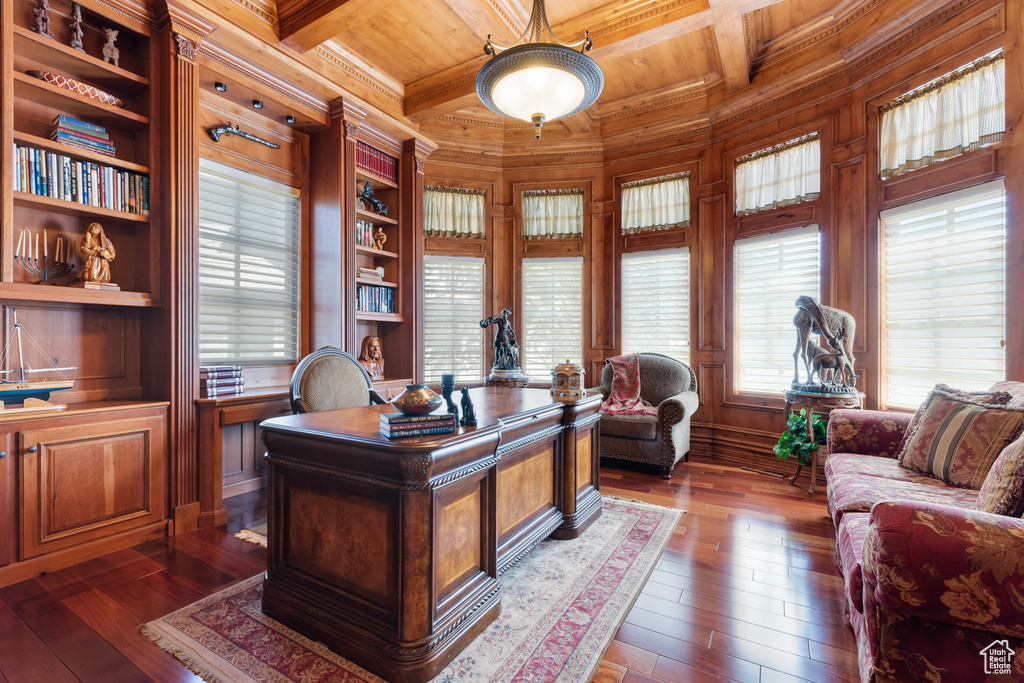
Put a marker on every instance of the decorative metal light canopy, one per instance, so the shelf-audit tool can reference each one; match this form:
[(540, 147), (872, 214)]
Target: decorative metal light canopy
[(541, 80)]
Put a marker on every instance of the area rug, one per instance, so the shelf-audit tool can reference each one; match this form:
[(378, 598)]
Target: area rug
[(561, 606)]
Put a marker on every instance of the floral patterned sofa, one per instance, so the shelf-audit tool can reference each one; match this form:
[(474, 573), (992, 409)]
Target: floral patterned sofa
[(929, 536)]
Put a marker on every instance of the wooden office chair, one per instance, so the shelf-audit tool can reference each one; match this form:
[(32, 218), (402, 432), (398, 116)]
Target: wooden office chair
[(329, 379)]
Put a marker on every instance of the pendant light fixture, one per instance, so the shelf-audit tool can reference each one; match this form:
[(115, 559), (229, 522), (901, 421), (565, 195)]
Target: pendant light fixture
[(541, 80)]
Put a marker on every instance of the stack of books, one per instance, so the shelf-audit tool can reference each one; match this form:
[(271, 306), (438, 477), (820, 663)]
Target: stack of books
[(394, 425), (82, 134), (218, 381)]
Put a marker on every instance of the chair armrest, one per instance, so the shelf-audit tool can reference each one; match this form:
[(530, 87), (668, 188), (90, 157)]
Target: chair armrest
[(675, 409), (866, 432), (946, 564)]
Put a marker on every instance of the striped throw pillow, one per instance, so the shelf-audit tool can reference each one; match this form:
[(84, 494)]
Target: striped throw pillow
[(1003, 492), (956, 439)]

------------------------------------------------------------------------

◆ Stated problem ◆
Copy every entry above word for word, leaving out the pictures.

◆ Written answer ◆
Put a marker on every instance of the decorative metal light canopy, one per instance, so the shelf-audit tool can reference each one; match this form:
[(540, 147), (872, 214)]
Target: decorative metal light canopy
[(541, 80)]
Put a marker on every instance of the area rug, one per instance, so the shelf-audit tool can reference each one; match this form:
[(378, 598)]
Target: area rug
[(561, 606)]
Put a marker on every instance of the floral patterned sofa, one per instance, so the shelf-audit tool can reference each one; match this form:
[(474, 573), (992, 409)]
Target: floral patterned sofa
[(929, 536)]
Put a marker on every instance of the wooden office chair, one per instance, so the shelf-audit tool can reference each one; match this form:
[(32, 218), (402, 432), (398, 116)]
Target: wooden office chair
[(329, 379)]
Put a marker on every instance of the pendant light fixture, one per instance, so the shelf-audit tool can reference each one; match this form:
[(115, 559), (229, 522), (901, 421), (565, 195)]
Target: pendant light fixture
[(541, 80)]
Put a marker on every instance of the stack of books, one per instance, so the shelf-audit tool can reference each one; match this form:
[(271, 306), (438, 477), (820, 663)]
Target: stack of books
[(394, 425), (82, 134), (218, 381)]
Put a marker on every instance of the chair armrest, one per instance, so the shelf-audit tool can reference each one; match this form:
[(530, 87), (668, 188), (90, 157)]
Target: chair armrest
[(675, 409), (866, 432), (946, 564)]
Put a marker on every instance of the striped throw pillow, one per instance, so the shelf-audit tool can reference each one; match this form:
[(84, 494)]
Target: striped throw pillow
[(1003, 492), (956, 439)]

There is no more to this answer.